◆ Stated goal
Pull out each line of the records below that contains the word "police" and copy those lines unchanged.
# # # # #
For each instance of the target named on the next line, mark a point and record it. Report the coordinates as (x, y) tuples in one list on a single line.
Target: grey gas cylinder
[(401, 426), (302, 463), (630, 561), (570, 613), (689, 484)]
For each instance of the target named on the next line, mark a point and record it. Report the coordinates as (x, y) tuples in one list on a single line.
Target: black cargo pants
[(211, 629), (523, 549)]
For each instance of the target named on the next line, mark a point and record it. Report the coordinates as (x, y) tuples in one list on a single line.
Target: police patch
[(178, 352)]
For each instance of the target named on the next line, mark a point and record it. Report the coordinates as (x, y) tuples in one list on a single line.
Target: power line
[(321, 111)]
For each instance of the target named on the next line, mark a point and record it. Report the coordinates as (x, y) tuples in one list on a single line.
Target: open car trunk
# # # # #
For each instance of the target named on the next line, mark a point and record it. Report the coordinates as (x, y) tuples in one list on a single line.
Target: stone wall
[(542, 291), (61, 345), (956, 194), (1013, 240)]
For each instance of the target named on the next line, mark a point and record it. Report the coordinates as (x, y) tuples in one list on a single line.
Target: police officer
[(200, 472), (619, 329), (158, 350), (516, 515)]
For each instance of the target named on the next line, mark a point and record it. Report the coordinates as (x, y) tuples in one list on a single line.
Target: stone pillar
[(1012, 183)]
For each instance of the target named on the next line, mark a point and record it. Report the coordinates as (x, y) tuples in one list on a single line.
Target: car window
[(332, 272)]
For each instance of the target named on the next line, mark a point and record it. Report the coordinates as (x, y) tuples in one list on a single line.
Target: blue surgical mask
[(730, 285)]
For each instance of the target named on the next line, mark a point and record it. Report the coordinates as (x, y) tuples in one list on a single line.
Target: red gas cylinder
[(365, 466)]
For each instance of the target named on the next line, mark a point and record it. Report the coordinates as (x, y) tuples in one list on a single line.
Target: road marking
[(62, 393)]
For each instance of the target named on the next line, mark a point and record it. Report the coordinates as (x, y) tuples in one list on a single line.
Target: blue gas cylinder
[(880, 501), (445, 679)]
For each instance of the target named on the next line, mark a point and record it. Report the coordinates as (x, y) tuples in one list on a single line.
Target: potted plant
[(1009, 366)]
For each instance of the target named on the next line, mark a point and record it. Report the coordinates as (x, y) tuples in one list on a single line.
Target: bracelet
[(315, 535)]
# # # # #
◆ Result for this task
Target: police patch
Target: police officer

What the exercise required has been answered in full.